■ EXERCISE TASKS:
[A] In the passage on UNRWA in Jerusalem, reproduce the part that begins at the words "In October 2024, Israel" and stops after "with the agency.", switching "banned" to "prohibited" throughout.
[B] In the passage on UNRWA in Jerusalem, condense the paragraph starting "The forcible closure of UNRWA schools" into a shorter version that keeps its main facts.
[C] Finish out the passage on UNRWA in Jerusalem by writing the next part after its last sentence.

■ DOCUMENT EXCERPT:
▶

Israel has since waged a multi-pronged campaign against the UN agency, including attacking and killing its staff members in Gaza, who have been responsible for the provision of humanitarian aid to the population during the ongoing Israeli genocide in the Strip.

In October 2024, Israel banned UNRWA’s activities in Israel, which under Israeli law includes East Jerusalem -itself a contravention of international law, given that Jerusalem is internationally recognized as occupied territory. Israel also banned Israeli officials and state employees from having contact with the agency.

UNRWA was forced to close its headquarters in Jerusalem’s Sheikh Jarrah neighborhood on January 30. Its international staff, including its director, left for Jordan.

An Attack on All Jerusalem Residents

For Layan Natsheh, school was more than just going to class. “All my friends are my schoolmates, and they are all from the [Shu’fat] camp,” she explained. “But we don’t have anywhere to play in the camp. School is the only place we can meet.”

“My friends said that their parents will move them to other schools outside of the camp, like in al-Ram,” Layan said, referring to the Palestinian town lying northeast of Jerusalem.

“I don’t want us to leave the camp, and I don’t want to leave my friends, but now I won’t be able to finish the school year,” she added.

The forcible closure of UNRWA schools in Jerusalem comes a month ahead of the end of the school year, which has placed added pressure on school children ahead of final exams. “This puts the academic future of our children at risk,” a parent of two children in Shu’fat, who asked not to be named, told Mondoweiss. “Most likely, they will have to repeat the whole year, and the only alternative we have is the Israeli municipality schools, which teach the Israeli curriculum that we don’t want our children to study.”

“The UNRWA schools are a pillar of any refugee camp,” the parent added. “They are part of what holds the camp together as a community. By shutting them down, the occupation wants to dissolve the camp, which is the point behind banning UNRWA a month ago.”

“But this doesn’t only affect the refugee community, because in Jerusalem, Palestinian communities are mixed,” the parent pointed out. “Refugee families live here in Shu’fat. Some families are originally from the Jerusalem area or from the city itself. And you have other families where one spouse is from Jerusalem and the other is from the West Bank — West Bank Palestinians are allowed to reside in Shu’fat, but not in the inner city of Jerusalem.”

◀

■ DATA SUPPLIED:

▶

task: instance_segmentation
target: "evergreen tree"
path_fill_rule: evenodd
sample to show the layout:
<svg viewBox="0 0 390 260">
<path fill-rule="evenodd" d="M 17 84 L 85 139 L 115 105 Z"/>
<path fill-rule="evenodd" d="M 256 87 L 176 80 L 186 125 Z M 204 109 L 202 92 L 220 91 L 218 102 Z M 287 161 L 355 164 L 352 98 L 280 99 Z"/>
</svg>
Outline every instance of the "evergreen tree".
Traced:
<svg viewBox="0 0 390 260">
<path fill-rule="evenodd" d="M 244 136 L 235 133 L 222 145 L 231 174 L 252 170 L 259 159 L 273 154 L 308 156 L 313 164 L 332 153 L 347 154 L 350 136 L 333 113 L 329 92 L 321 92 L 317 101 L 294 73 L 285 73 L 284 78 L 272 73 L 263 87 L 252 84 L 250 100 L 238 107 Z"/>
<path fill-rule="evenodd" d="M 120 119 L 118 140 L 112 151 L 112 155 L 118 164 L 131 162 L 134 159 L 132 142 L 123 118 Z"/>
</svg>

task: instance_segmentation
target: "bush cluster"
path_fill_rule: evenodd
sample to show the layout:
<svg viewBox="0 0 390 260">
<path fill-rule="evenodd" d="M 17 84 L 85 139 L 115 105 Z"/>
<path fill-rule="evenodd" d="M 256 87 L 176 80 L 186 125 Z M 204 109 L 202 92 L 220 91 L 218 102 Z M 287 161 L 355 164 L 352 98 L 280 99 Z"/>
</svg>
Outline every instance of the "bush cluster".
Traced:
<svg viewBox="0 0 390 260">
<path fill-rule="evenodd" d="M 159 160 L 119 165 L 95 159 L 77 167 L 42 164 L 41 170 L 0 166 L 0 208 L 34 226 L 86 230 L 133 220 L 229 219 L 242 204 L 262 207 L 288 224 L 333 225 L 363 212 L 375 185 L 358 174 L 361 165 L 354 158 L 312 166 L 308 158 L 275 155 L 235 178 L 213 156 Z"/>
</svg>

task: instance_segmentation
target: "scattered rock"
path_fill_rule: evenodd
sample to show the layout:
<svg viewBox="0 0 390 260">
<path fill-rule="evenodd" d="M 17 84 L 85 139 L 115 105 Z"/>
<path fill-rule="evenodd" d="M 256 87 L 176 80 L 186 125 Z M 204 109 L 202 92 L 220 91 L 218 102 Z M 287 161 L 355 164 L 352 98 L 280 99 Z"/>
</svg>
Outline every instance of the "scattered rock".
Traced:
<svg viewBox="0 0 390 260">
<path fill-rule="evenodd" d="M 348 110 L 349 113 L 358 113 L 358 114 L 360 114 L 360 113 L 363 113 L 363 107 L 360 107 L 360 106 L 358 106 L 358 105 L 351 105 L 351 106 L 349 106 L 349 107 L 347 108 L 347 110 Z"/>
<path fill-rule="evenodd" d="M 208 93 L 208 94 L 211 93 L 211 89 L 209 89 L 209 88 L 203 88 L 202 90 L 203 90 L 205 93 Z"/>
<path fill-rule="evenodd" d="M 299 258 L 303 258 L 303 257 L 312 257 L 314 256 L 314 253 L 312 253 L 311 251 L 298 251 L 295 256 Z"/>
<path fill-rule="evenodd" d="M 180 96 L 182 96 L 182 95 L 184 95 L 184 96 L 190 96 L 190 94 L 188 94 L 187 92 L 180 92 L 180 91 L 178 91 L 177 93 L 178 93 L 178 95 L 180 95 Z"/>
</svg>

◀

■ ANSWERS TO THE EXERCISES:
[A]
In October 2024, Israel prohibited UNRWA’s activities in Israel, which under Israeli law includes East Jerusalem -itself a contravention of international law, given that Jerusalem is internationally recognized as occupied territory. Israel also prohibited Israeli officials and state employees from having contact with the agency.

[B] UNRWA's Jerusalem schools were forced to close a month before the school year ended, adding pressure before final exams. An unnamed Shu'fat parent of two told Mondoweiss this puts the children's academic future at risk. The parent said the children will most likely have to repeat the year, and their only alternative is Israeli municipality schools, which teach an Israeli curriculum the parent doesn't want them to study.

[C]
“We have Palestinians from all backgrounds, Muslims and Christians, for whom the camp is an affordable place to live and preserve their residency rights in the city,” the parent added. “UNRWA services are essential for our community, and shutting them down will affect all Palestinians in Jerusalem.”

Driving Refugees Out of Jerusalem

Abeer Ismail, an UNRWA spokesperson, told Mondoweiss that the agency’s services in Jerusalem “serve the Palestinian population at large, and not only refugees.”

“Our schools and medical centers serve some 70,000 people, which makes UNRWA a main sustainer of the Palestinian presence in the city,” Ismail said. “And shutting down the work of UNRWA in Jerusalem will have an impact on the capacity of Palestinians to remain in the city.”

“Following the ban, all our international staff left the city and the country altogether,” Ismail added. “We are left with the local Palestinian workers, who are subject to possible arrest by Israel or persecution at any moment. In fact, when the Israeli police forced the shutdown of the schools in Jerusalem last week, they arrested our camp director in Shu’fat, Fathi Saleh, for not having complied with the previous order to shut them down. He was released hours later on bail.”

The campaign against the UN agency takes on special significance in Jerusalem, Ismail said, given the political and historic significance of the city as home to UNRWA’s first headquarters. “The fact that its headquarters were in Jerusalem for over 70 years makes the closure of its institutions in the city even more symbolic.”

“We are neither optimistic nor pessimistic about the future,” Abeer Ismail affirmed. “Our mandate is to continue our work until Palestinians can exercise their right to return. Independent of these conditions, we will continue to fulfill our mandate.”